== Short task ==
Collect every line in the listing below that contains the word "dark", and copy each of those lines.

== Material for this task ==
-- -- --

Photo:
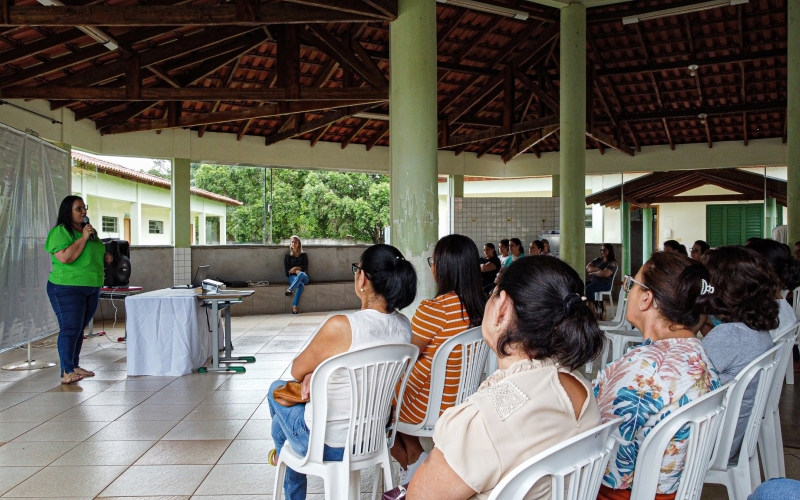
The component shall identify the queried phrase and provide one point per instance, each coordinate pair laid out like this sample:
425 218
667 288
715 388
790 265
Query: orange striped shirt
434 322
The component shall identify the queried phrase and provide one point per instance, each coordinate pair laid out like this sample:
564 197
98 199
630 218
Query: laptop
199 276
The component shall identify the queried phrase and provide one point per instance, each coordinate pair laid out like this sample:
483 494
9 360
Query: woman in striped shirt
458 305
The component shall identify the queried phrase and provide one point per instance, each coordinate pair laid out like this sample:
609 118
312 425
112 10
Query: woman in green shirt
74 283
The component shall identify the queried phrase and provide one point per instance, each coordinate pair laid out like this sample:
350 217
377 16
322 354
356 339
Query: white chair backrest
374 373
786 338
700 422
576 467
474 353
763 367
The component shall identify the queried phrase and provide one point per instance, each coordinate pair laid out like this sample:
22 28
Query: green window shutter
733 224
714 222
753 221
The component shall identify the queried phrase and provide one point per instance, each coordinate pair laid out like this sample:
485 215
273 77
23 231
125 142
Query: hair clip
706 288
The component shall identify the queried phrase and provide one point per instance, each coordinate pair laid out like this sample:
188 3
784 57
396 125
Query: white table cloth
168 333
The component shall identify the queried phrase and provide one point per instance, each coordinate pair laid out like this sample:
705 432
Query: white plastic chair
770 439
617 323
374 373
796 307
576 467
742 478
598 296
474 354
704 417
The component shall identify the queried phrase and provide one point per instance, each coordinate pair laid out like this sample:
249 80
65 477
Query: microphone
86 221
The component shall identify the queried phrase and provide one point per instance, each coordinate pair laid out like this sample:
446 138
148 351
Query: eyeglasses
356 269
628 281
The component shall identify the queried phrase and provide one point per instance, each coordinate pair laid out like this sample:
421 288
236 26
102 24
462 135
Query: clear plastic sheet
34 178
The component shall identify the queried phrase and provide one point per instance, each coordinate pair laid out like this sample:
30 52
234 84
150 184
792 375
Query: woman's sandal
83 373
69 378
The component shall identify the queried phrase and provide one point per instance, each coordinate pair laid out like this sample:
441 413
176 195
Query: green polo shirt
86 270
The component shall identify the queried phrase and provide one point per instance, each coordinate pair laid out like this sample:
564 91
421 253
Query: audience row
539 325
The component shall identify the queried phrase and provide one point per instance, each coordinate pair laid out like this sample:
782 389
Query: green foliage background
311 204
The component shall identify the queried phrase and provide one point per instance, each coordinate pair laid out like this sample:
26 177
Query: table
112 293
223 301
169 332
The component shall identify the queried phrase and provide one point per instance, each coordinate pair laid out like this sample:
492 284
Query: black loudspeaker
118 273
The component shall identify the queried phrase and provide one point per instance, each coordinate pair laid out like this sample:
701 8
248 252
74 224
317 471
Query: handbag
397 493
289 394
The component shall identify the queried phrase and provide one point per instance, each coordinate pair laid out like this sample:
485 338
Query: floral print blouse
643 387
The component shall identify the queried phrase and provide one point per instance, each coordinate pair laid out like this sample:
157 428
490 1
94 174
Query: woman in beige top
542 331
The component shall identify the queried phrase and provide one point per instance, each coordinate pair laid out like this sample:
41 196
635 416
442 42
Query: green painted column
625 230
572 160
793 123
181 213
771 217
647 233
413 149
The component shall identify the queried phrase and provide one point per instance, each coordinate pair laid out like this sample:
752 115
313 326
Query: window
109 224
733 224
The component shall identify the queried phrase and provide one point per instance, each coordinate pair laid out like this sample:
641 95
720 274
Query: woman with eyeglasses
385 282
515 250
73 286
458 305
669 369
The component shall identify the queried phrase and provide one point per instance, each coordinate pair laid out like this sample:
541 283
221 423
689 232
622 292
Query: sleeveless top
369 327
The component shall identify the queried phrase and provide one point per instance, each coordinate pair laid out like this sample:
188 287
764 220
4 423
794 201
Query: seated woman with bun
669 369
385 282
538 324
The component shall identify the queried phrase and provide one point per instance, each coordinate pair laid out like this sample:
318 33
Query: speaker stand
30 364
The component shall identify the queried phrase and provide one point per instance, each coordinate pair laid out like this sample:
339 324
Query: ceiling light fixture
485 7
89 30
676 11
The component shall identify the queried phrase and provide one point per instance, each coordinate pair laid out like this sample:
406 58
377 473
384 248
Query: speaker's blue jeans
74 307
299 281
288 425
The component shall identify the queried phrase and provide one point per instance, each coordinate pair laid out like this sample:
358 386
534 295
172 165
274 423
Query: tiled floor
201 436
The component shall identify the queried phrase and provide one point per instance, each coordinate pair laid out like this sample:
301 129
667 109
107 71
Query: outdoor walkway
201 436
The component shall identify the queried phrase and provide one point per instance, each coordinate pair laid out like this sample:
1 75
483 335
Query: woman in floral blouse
667 371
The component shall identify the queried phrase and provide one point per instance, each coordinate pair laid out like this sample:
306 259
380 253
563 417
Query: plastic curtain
34 178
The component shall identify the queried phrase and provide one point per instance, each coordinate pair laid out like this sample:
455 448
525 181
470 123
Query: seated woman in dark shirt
490 265
601 272
295 263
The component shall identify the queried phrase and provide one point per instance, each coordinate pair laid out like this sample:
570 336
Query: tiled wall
492 219
182 266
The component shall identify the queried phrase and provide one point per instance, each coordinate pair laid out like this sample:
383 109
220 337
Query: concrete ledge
330 296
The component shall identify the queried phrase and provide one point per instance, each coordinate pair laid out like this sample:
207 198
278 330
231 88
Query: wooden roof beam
184 15
706 61
265 111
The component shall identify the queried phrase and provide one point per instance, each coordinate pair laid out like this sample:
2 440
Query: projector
211 286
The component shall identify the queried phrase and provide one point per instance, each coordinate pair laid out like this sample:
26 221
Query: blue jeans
74 307
299 281
288 425
777 489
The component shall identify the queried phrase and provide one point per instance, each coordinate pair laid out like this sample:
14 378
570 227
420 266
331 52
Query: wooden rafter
183 15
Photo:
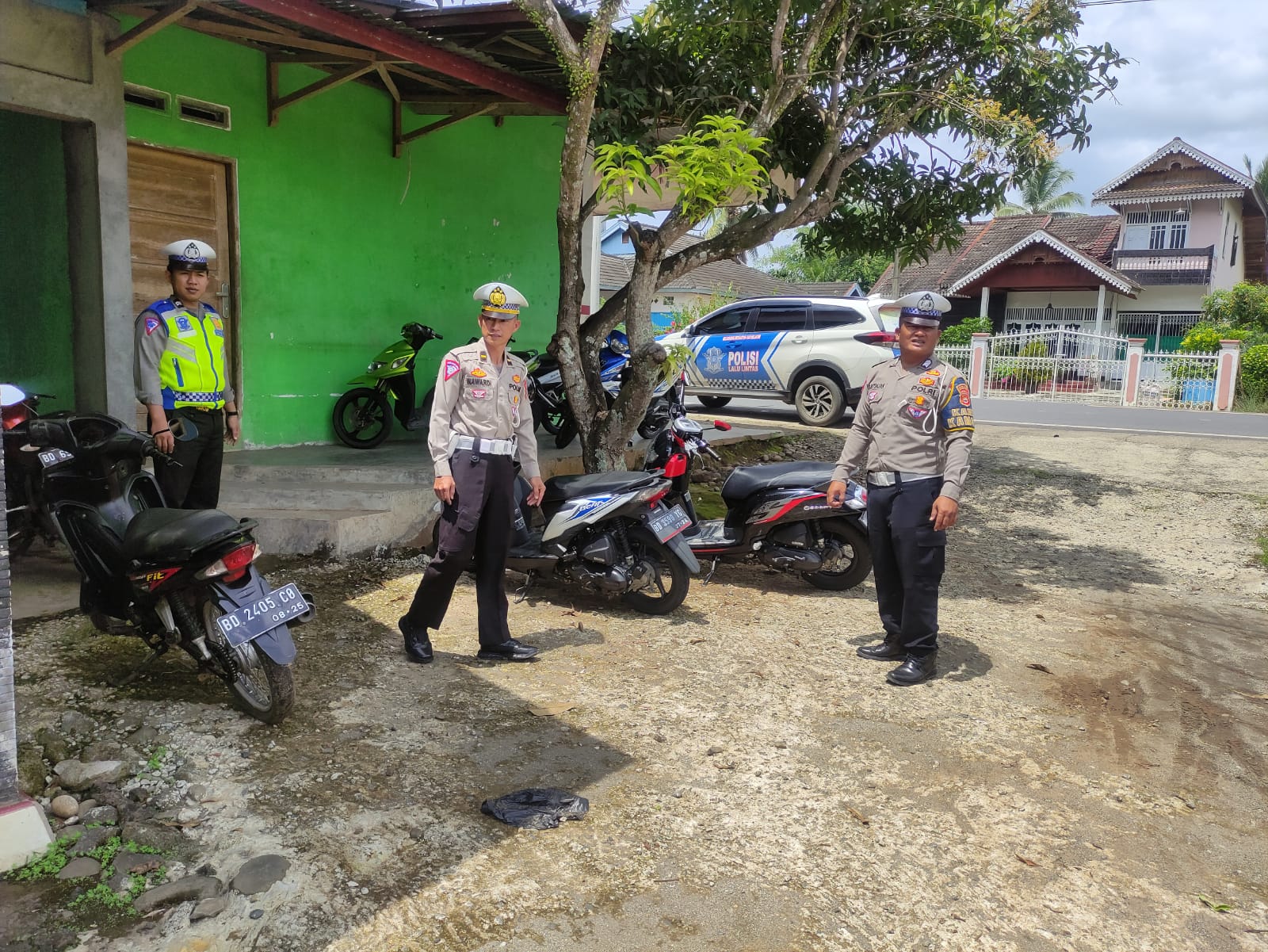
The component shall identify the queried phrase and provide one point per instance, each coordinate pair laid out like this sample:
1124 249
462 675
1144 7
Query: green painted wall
35 264
340 243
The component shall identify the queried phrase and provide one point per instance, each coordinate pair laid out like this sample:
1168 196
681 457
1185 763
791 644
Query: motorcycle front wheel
669 587
262 687
849 556
361 419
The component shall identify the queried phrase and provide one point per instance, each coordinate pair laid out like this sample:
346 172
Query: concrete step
262 492
342 533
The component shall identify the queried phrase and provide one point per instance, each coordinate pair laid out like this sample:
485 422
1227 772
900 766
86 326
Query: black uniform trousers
477 522
196 484
908 558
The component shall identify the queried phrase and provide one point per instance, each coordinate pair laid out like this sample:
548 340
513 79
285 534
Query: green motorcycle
363 416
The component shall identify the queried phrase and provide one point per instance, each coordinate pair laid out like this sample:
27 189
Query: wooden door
173 197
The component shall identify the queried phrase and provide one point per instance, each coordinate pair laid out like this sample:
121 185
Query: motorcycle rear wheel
361 419
854 563
657 600
263 689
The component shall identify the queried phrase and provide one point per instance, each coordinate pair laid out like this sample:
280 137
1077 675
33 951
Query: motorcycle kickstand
713 568
523 591
155 653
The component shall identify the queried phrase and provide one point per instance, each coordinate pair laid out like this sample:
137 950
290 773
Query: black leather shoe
418 645
510 651
913 671
883 652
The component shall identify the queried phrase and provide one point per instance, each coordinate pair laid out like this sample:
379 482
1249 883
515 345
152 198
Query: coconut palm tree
1258 173
1040 192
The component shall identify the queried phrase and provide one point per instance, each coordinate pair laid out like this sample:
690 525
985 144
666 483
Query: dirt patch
754 784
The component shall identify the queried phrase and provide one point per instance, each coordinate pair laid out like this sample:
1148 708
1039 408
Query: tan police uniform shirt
476 398
912 421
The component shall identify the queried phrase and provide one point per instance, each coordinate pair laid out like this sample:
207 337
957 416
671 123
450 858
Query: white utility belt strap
891 478
495 448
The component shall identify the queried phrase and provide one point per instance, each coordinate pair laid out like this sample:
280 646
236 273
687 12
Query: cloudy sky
1198 70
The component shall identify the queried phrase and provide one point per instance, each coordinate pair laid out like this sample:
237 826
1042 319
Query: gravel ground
1090 762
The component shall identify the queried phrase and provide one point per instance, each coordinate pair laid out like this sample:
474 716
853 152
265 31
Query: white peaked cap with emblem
189 254
500 300
919 307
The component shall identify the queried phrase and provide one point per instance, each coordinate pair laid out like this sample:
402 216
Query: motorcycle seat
154 533
571 487
746 480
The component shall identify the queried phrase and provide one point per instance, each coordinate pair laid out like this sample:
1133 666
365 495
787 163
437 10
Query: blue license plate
253 620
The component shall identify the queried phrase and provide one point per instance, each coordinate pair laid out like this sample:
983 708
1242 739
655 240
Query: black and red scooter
777 514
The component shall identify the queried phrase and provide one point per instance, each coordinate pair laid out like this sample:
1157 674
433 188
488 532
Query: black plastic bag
537 808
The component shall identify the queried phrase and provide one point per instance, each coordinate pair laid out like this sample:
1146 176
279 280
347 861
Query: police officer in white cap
481 421
912 434
181 378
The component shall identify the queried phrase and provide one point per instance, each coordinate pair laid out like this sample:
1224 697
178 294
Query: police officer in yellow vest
181 379
481 421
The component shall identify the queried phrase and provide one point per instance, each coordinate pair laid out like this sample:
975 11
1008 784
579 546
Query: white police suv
812 353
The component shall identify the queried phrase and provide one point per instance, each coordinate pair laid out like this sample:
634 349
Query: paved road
1071 416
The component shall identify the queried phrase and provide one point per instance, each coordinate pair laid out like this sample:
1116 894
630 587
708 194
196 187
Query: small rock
259 874
80 869
208 908
63 806
79 724
192 888
31 770
143 736
76 774
56 747
90 841
101 814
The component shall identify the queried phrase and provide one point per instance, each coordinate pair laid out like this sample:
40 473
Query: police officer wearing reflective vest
181 377
481 420
913 429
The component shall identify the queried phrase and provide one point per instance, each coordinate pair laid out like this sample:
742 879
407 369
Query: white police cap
500 300
189 255
919 307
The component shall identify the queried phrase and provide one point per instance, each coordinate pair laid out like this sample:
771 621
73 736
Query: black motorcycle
610 533
777 514
27 520
175 579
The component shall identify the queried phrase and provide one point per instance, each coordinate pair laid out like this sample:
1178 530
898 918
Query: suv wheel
819 401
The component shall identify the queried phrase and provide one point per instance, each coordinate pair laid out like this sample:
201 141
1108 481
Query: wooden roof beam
169 14
307 13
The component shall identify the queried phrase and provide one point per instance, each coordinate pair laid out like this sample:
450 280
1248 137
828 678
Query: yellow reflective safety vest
192 369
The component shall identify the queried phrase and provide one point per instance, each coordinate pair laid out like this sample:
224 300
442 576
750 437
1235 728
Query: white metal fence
1178 380
955 355
1058 365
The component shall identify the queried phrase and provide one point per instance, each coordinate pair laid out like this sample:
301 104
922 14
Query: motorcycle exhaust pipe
792 560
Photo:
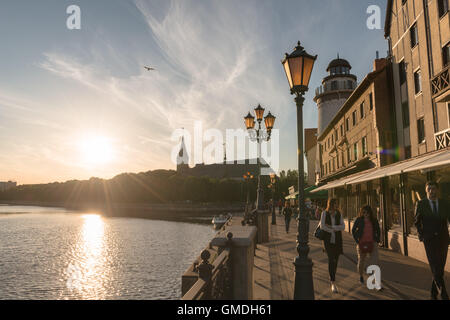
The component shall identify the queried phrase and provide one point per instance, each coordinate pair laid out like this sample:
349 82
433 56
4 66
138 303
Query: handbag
366 246
319 233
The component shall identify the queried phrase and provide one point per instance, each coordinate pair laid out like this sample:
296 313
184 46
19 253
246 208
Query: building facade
419 34
310 153
360 129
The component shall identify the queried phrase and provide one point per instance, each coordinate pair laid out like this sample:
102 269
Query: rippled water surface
48 253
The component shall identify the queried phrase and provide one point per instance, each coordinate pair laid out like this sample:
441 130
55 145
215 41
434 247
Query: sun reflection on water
87 273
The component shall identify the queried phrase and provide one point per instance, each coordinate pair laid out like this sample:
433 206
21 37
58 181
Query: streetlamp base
304 287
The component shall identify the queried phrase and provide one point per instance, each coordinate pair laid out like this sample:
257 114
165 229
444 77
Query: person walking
432 216
332 224
366 232
287 212
318 212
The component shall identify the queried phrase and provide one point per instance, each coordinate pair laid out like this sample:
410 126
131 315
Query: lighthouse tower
336 87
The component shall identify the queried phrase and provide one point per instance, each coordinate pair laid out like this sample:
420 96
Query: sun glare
96 150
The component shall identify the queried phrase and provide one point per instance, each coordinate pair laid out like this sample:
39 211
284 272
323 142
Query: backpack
366 246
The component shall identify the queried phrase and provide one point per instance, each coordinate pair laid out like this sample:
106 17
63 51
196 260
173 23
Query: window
405 114
349 84
364 146
446 55
421 130
443 7
405 18
402 72
333 85
414 36
448 113
407 152
417 82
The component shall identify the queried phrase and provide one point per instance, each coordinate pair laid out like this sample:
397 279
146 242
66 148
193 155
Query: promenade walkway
403 278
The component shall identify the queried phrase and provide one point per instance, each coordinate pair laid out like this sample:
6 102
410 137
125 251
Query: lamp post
273 180
247 177
259 135
298 67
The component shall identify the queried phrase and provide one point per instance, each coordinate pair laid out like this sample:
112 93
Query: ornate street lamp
258 135
273 181
298 67
247 177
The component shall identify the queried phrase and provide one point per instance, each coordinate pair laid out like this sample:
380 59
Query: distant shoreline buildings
380 141
234 170
7 185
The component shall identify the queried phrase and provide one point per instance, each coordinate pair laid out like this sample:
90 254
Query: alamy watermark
374 20
73 22
211 146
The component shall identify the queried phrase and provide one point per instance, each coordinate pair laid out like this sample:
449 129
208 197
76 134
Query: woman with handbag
332 225
287 212
366 232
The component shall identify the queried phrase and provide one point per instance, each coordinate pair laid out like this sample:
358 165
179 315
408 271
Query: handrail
209 275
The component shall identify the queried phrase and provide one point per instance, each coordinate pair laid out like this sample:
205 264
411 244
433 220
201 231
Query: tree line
158 186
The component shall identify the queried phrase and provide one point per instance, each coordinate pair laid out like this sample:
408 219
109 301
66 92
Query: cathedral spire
183 157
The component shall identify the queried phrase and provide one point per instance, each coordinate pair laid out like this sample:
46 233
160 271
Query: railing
336 86
214 280
442 139
441 82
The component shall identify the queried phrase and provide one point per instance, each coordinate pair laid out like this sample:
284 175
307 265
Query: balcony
442 139
440 85
335 86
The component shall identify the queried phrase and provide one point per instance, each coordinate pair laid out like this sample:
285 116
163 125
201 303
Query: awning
435 162
340 182
392 169
429 161
309 193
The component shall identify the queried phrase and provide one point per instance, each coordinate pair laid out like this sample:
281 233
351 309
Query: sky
78 103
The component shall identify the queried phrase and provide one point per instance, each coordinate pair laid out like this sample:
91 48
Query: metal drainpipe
403 213
430 59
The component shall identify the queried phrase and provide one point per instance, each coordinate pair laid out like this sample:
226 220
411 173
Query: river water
51 253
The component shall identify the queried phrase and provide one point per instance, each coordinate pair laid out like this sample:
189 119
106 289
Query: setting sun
96 150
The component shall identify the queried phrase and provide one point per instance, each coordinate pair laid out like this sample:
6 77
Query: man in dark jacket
431 218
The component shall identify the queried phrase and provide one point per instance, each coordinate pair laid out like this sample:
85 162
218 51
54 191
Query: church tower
182 158
336 87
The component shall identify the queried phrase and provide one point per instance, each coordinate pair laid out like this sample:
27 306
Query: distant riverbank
191 212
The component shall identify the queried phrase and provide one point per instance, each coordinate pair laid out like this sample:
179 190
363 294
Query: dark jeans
436 249
287 220
333 258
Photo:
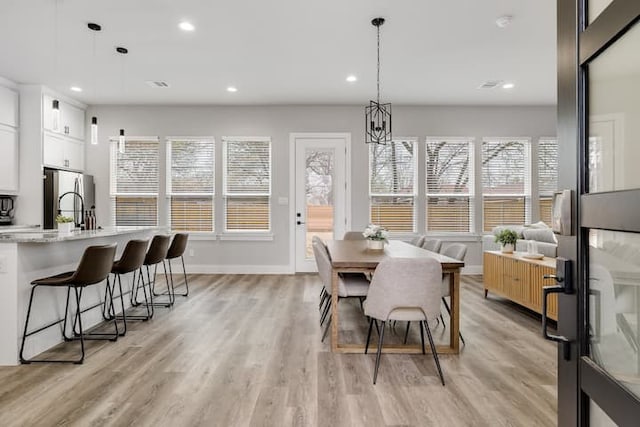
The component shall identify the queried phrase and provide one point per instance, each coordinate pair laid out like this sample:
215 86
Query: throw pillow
541 235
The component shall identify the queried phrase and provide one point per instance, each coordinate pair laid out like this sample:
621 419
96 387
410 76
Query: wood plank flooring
245 350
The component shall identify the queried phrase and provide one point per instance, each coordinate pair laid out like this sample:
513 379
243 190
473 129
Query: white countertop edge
53 236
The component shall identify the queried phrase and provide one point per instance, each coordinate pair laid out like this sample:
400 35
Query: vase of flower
65 224
376 237
507 239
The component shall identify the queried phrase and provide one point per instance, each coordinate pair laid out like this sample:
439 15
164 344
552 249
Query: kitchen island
27 255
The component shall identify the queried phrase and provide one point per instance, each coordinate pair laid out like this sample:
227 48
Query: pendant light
121 140
55 115
55 104
94 120
377 115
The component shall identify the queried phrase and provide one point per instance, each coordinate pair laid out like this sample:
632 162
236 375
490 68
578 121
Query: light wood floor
245 350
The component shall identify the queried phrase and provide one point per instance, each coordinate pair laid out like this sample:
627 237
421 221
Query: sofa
538 232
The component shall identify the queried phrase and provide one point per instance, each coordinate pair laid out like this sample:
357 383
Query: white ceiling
283 51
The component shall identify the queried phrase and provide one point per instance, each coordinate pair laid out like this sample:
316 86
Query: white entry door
320 192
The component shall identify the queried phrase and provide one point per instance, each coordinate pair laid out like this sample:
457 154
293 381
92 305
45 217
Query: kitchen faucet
78 195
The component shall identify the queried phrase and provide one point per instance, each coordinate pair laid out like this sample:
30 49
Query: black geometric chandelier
377 116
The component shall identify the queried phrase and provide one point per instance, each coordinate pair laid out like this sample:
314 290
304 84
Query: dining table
354 256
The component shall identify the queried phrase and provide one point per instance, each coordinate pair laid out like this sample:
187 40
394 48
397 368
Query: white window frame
528 167
225 233
473 152
113 145
168 184
414 194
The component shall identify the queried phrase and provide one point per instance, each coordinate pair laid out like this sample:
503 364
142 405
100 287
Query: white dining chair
349 286
406 289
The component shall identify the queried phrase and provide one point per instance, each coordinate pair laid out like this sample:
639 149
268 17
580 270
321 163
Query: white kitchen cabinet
71 118
8 160
8 107
59 151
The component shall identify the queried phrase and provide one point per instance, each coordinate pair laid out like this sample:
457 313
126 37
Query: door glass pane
614 298
598 418
614 116
319 195
595 8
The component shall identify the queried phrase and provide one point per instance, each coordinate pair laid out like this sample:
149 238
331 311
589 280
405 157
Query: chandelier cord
378 76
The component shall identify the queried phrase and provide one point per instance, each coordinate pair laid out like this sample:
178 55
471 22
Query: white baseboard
237 269
471 269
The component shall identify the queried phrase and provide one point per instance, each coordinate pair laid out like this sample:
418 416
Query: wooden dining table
353 256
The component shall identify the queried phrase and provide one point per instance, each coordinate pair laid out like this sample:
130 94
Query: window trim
414 194
471 194
225 233
168 193
113 141
528 170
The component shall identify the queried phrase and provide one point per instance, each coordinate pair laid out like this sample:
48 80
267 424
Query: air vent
490 84
157 83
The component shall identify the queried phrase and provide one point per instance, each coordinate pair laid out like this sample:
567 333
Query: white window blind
547 176
505 182
247 184
190 183
449 177
134 183
392 170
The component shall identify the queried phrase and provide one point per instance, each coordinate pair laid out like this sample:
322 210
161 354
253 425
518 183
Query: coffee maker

-- -- --

== Correct result ==
Query: seated woman in dark shirt
Query: man in dark jacket
Query: dark jeans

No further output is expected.